--- Selected excerpt Enclosed Below ---
Slow Thought in a Fast City


Experience is an end in itself, not measured in time or goals.

slow thoughts



We are in New York City, navigating between my participation at the Annual Meeting of the American Psychiatric Association (APA) here and my Brazilian wife and young daughter’s first visit to the city. Both the meeting and the city are in a perpetual, inexhaustible hubbub, an infusion of espresso on an IV drip.

My nervous system feeds on a large metropolis like NYC (population: 8.3 million), having lived in London, England (Greater London: 8.9 million) for my postgraduate work in psychology almost 50 years ago and visiting my family in São Paulo, Brazil (12.4 million; Greater São Paulo: 22 million) for the last 30 years. Montreal, Canada’s second largest city where we live, is practically a town in comparison (1.8 million).

Frank Sinatra’s voice singing the “Theme from New York, New York1 is in my mind everywhere we go. I love the energy, the openness, and the plurality and of this “city that never sleeps.” And yet.

As in Montreal where I live, I see a lot of individuals walking around NYC plugged in to their headphones or walking down the street looking at their smartphone screens, barely avoiding running into others or cars. In a week in the city, I saw precisely 1 person on the subway reading a book. She was standing and had it down to an art—with a bookmark clipped on the page, feet planted widely apart, and leaning back on a divider to stabilize herself against the starts and stops of the train. There were fewer bookstores than I remember just a few years ago. Two of my favorites—Rizzoli and The Strand—are still there but there are no bookstores anywhere in sight in Times Square or on Broadway.

Where are the spaces for reflection in this city? Central Park surely, where we spent the first afternoon on a leisurely stroll. In his Six Walks in the Fictional Woods, Italian semiotician Umberto Eco2 has a chapter called, “Lingering in the Woods” where he describes the pleasures of a slow, digressive text and Central Park is like that. You do not go there with a purpose—the experience is an end in itself, not measured in time or goals. New York’s museums are another place for reflection—my return visit to the Museum of Modern Art (MoMA), a ritual for an unrepentant modernist like me, is like going home. Henri Matisse’s large canvas, “Dance,” with its exuberant nudes dancing in a circle against a flat background of primary colors, never fails to lift my spirits and invite me to sit and watch them. And Giorgio de Chirico’s mostly unpeopled cityscapes are a striking contrast to this densely populated city. The ironies abound.
--- End of Enclosed Selected excerpt ---
Task directions >>
Condense the paragraph of the essay that begins "As in Montreal where I live" into a short bulleted list that keeps its main facts. The data that come next have no connection to the essay.
--- Data extract Enclosed Below ---
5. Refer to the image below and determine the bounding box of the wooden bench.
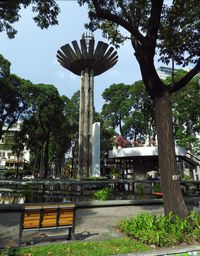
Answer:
[19,203,75,246]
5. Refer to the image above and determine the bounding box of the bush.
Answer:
[120,212,200,246]
[94,188,112,201]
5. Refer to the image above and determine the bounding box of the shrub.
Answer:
[94,187,112,201]
[120,212,200,246]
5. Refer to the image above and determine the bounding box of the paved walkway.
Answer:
[0,205,163,248]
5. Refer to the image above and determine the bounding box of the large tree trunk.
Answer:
[154,88,188,218]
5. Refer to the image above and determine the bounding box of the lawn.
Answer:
[0,238,151,256]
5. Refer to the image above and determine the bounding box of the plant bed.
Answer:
[119,212,200,247]
[0,238,151,256]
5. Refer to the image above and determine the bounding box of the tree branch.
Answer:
[146,0,164,55]
[170,59,200,94]
[92,0,144,44]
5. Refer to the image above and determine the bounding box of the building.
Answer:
[108,146,200,180]
[0,122,30,172]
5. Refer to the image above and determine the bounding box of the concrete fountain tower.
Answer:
[57,33,118,178]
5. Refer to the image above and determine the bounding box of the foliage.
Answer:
[168,70,200,154]
[101,83,131,135]
[79,0,200,217]
[152,183,161,192]
[0,238,150,256]
[136,183,145,195]
[111,135,130,148]
[120,212,200,246]
[0,54,27,139]
[111,168,122,179]
[94,187,112,201]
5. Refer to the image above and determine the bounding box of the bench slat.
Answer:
[19,204,75,245]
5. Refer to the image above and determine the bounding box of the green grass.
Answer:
[119,212,200,247]
[0,238,151,256]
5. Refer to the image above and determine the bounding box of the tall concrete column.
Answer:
[57,34,118,178]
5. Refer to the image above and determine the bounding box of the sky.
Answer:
[0,0,147,112]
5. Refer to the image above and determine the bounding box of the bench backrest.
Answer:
[22,204,75,229]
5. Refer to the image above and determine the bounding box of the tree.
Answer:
[21,84,69,178]
[0,54,27,139]
[0,0,60,38]
[79,0,200,218]
[123,81,156,143]
[168,70,200,154]
[101,83,131,135]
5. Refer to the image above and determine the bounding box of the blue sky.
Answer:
[0,1,144,111]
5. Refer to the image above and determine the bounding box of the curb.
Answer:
[115,245,200,256]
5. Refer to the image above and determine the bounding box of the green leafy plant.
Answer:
[152,184,161,193]
[136,183,145,195]
[119,212,200,246]
[94,187,112,201]
[111,168,122,179]
[0,237,151,256]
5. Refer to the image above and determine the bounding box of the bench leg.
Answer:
[18,228,22,247]
[67,228,75,240]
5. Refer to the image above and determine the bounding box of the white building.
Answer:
[0,122,30,170]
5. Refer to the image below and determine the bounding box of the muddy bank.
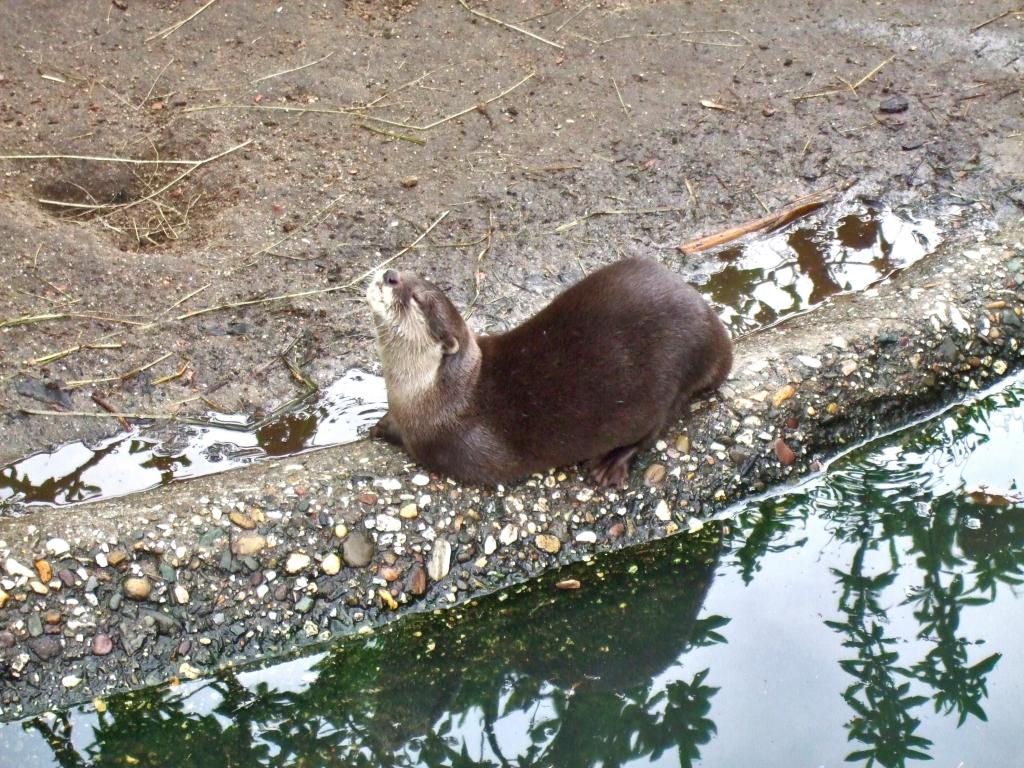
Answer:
[0,217,1024,718]
[0,0,1024,465]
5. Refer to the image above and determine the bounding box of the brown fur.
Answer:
[368,259,732,485]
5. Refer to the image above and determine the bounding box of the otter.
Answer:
[367,258,732,487]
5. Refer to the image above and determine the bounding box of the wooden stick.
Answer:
[23,342,124,368]
[37,138,255,211]
[459,0,565,50]
[253,51,334,85]
[0,312,71,328]
[361,72,537,131]
[17,409,206,426]
[145,0,217,43]
[971,8,1024,35]
[676,188,840,256]
[359,123,427,145]
[0,155,194,165]
[174,211,451,321]
[135,56,174,110]
[549,206,686,233]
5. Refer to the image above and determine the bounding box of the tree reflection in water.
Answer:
[8,382,1024,768]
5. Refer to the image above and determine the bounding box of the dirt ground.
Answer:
[0,0,1024,464]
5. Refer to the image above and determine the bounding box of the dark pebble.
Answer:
[92,635,114,656]
[199,528,227,547]
[121,630,145,656]
[406,565,427,595]
[341,531,374,568]
[729,447,751,467]
[28,635,60,662]
[879,94,910,115]
[771,437,797,467]
[938,336,961,362]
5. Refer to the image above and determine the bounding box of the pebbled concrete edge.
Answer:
[0,215,1024,720]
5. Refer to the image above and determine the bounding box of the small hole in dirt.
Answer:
[32,132,223,251]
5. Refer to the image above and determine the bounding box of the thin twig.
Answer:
[153,359,191,386]
[790,56,896,101]
[37,138,255,211]
[22,341,124,368]
[135,56,174,110]
[359,123,427,145]
[174,211,450,321]
[552,206,686,232]
[850,56,896,91]
[0,155,194,165]
[253,51,334,85]
[459,0,565,50]
[145,0,217,43]
[246,194,345,261]
[181,104,361,118]
[971,8,1024,35]
[164,283,210,314]
[677,187,846,256]
[17,409,205,425]
[0,312,71,328]
[611,78,630,118]
[364,72,537,131]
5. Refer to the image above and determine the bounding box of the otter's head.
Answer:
[367,269,479,399]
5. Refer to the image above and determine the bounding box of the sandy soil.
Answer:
[0,0,1024,464]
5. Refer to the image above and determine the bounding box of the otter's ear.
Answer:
[441,336,459,356]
--- End of Enclosed Data extract ---
Answer for the task >>
- In New York, as in Montreal, many people walk around wearing headphones or staring at smartphone screens, barely avoiding other people or cars.
- In a week, the writer saw exactly one person reading a book on the subway. She stood with a bookmark clipped on the page, feet planted wide apart, leaning back on a divider to steady herself.
- There are fewer bookstores than a few years ago. Rizzoli and The Strand remain, but none are in sight in Times Square or on Broadway.